TASK BRIEF - Rewrite the RDP Data Crawler text from "The RDP Data Crawler mainly" to "stable release branch.", putting "BACnet" in place of "Modbus".

DOCUMENT TEXT -
+ + + + + + +
RDP Data Crawler

The RDP Data Crawler mainly interfaces external systems and the AIT RDP. It either periodically or event-driven fetches data from various sources such as forecasts or measurement information and stores the data into Redis streams. In addition, the AIT Data Crawler can push data to external systems such as Modbus or OPC UA devices.

Installation and System Integration

The RDP Data Crawler is designed to be integrated as Docker container into the AIT RDP. The main docker image is available at Docker Hub via ait1/rdp-data-crawler. In addition to version tags, the following are supported:

latest: The latest stable release branch.
latest-dev: The latest version of the development branch.

Since the configurations are commonly rather complex, a direct configuration via environment variables is not feasible. Instead, a configuration file or directory is mounted. Per default, the configuration is located at /etc/data_crawler/config.yml. Nevertheless, the whole /etc/data_crawler/ directory can be mounted in case sub-configuration files are needed. The following example shows a basic docker-compose service definition:

services:
  # ...
  data-crawler:
    image: ait1/rdp-data-crawler:latest-dev
    volumes:
      - ./data-crawler/config.yml:/etc/data_crawler/config.yml:ro
    environment:
      REDIS_USERNAME: ${REDIS_USERNAME}
      REDIS_PASSWORD: ${REDIS_PASSWORD}
    depends_on:
      - redis
    restart: unless-stopped

For other installation methods, including custom data sources and development setups, please refer to the Advanced Installation section.

Configuration Structure

The configuration is done via a YAML file that supports the AIT RDP extensions such as variables substitution and templating. The configuration is organized into multiple channels that are described from the perspective of the data sources. For each channel, a single source is created and the data from that source is accessed, processed and written to a destination. In most cases, either the destination (default) or the source will be an internal Redis. However, also different configurations are supported. Hence, a single data crawler process can handle multiple sources concurrently and consequently reduces the overhead of spinning up a large amount of containers. The basic structure of the configuration is as follows:

version: 1  # Configuration file version, mostly to ensure later compatibility

# List of sources that will spin up a dedicated channel for each source
data sources:
  source.name.0:  # Unique name of the channel. Mostly used for debugging
    type: <source_type>  # Type of the source to instantiate
    source parameter: {}  # Source-specific parameters are defined here
    # The polling section describes the timing of passive data sources that are executed periodically. Active data 
    # sources that listen on external events may emit messages at any time. Hence, the polling section can be omitted 
    # for these sources.
+ + + + + + +
DATASET ENTRIES -
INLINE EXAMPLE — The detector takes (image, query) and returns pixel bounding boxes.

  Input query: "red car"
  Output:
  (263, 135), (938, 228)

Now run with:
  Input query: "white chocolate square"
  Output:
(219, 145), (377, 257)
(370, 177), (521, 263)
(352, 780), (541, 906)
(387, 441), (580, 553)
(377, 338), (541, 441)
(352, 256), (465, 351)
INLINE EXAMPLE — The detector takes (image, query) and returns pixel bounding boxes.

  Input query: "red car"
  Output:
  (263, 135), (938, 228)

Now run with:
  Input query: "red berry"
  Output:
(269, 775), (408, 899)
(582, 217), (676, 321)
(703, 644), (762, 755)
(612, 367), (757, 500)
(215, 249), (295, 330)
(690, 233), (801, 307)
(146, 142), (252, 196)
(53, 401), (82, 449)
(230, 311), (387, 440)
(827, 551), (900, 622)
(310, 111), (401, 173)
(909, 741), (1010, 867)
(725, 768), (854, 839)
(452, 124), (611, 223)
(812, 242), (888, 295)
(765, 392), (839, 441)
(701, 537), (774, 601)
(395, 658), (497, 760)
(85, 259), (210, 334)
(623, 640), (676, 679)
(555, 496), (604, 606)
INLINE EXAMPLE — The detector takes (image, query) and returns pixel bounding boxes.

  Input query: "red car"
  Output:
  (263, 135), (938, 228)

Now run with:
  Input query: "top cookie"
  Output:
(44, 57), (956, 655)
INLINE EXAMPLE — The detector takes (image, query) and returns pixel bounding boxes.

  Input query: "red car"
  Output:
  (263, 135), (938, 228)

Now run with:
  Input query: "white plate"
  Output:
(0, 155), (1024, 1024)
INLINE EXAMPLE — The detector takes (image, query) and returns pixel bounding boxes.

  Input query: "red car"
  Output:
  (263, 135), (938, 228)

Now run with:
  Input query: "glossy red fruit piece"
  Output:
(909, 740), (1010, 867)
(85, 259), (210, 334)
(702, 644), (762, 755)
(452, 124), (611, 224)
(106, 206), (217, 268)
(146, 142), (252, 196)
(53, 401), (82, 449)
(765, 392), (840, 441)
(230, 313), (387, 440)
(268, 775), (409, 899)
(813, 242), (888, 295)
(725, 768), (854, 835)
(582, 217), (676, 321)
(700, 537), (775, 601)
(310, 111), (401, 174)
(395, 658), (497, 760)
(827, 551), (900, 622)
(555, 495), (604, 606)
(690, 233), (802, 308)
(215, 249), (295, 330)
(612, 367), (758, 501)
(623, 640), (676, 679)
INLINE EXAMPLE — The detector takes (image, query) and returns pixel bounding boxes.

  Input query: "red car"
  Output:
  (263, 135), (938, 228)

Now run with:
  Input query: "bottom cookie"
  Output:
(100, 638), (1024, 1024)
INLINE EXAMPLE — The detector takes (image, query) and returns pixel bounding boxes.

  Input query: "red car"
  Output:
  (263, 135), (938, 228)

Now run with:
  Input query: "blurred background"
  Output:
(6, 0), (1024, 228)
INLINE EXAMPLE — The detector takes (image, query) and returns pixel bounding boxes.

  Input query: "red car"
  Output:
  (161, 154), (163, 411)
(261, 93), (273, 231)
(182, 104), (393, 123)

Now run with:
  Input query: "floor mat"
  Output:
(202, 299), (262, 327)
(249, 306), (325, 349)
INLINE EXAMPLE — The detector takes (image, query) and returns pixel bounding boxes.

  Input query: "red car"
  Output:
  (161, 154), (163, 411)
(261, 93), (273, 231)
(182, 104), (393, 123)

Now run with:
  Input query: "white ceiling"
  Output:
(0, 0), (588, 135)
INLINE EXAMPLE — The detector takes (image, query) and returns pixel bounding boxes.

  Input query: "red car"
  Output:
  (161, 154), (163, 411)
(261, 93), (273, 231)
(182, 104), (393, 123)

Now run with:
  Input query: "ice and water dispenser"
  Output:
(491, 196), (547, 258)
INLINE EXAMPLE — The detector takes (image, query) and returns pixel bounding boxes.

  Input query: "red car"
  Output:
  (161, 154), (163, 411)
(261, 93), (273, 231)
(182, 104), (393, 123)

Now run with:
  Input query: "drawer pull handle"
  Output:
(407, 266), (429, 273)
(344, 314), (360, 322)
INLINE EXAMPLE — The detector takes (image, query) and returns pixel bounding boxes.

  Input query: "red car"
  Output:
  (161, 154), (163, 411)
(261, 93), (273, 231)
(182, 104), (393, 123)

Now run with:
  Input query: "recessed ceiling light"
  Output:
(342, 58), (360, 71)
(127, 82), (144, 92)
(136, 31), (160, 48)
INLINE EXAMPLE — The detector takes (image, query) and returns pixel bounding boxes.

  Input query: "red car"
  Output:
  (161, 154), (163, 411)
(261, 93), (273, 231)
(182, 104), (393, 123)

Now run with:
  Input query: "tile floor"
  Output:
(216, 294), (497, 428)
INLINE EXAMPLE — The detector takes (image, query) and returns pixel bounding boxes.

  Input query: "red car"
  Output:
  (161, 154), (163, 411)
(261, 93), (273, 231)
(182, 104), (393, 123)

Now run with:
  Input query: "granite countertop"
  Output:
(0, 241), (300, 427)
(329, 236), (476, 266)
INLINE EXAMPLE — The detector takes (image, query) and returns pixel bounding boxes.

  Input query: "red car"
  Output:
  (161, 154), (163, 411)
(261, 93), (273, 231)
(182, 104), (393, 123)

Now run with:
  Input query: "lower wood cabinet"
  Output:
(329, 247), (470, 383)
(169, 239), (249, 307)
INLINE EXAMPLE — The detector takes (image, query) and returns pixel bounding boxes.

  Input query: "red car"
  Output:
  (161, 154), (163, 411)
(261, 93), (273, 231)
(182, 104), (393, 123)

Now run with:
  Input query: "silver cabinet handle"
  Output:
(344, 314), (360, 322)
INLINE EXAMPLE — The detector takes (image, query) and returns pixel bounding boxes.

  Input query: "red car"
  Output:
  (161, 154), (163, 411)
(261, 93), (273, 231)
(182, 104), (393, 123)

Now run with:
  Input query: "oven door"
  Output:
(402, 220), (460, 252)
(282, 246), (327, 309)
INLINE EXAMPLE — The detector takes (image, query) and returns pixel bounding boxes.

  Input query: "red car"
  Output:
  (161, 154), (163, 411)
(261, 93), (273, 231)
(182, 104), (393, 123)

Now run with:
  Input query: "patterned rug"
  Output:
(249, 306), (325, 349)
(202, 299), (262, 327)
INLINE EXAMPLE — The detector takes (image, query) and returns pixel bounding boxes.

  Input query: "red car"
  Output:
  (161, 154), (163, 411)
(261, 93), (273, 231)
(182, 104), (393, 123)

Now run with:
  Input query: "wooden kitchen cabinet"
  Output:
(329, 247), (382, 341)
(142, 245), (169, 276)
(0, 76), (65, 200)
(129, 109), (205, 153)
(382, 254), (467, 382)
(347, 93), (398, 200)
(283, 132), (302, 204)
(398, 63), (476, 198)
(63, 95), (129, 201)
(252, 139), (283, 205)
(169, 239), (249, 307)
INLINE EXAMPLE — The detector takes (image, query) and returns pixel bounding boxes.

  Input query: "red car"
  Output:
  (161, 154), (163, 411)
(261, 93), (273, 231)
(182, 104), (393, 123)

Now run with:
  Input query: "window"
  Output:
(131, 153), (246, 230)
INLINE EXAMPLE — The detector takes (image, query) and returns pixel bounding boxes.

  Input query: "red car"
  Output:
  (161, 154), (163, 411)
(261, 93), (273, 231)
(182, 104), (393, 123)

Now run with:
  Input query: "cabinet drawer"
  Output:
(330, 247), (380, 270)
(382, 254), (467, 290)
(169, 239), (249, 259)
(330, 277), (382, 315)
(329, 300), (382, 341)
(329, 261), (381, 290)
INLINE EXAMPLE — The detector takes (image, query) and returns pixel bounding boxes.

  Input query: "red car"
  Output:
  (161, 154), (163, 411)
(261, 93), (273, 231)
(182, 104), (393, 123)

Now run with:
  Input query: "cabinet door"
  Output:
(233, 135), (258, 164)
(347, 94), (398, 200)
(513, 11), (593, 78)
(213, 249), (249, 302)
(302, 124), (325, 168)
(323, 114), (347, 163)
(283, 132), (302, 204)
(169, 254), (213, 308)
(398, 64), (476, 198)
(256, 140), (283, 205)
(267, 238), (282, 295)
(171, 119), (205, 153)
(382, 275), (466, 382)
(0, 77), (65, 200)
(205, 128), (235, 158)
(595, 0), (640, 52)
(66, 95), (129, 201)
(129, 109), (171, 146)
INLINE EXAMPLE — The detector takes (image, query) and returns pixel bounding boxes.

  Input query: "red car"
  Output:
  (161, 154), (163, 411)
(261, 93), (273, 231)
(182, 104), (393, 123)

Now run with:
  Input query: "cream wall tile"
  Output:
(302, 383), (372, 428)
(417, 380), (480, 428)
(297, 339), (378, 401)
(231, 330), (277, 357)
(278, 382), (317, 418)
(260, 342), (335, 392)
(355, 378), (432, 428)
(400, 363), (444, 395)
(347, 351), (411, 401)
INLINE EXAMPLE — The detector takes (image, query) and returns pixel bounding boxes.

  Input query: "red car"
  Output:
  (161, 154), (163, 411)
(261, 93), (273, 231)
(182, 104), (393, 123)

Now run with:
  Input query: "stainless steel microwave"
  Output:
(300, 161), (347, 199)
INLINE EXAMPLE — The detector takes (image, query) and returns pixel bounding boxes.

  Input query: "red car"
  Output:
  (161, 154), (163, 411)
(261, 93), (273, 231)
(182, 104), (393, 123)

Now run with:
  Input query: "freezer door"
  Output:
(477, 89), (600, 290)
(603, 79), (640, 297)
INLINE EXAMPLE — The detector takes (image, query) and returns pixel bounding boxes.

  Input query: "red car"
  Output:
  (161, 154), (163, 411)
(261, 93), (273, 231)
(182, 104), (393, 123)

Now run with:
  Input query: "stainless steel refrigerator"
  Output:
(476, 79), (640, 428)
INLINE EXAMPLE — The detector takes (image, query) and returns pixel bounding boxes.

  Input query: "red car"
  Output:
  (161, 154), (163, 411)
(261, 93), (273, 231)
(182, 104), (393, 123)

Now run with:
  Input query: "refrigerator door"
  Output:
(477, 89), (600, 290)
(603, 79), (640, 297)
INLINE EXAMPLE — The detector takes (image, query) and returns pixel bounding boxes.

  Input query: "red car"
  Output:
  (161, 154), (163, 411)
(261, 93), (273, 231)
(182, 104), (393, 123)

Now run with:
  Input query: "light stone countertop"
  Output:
+ + + + + + +
REPLY -
The RDP Data Crawler mainly interfaces external systems and the AIT RDP. It either periodically or event-driven fetches data from various sources such as forecasts or measurement information and stores the data into Redis streams. In addition, the AIT Data Crawler can push data to external systems such as BACnet or OPC UA devices.

Installation and System Integration

The RDP Data Crawler is designed to be integrated as Docker container into the AIT RDP. The main docker image is available at Docker Hub via ait1/rdp-data-crawler. In addition to version tags, the following are supported:

latest: The latest stable release branch.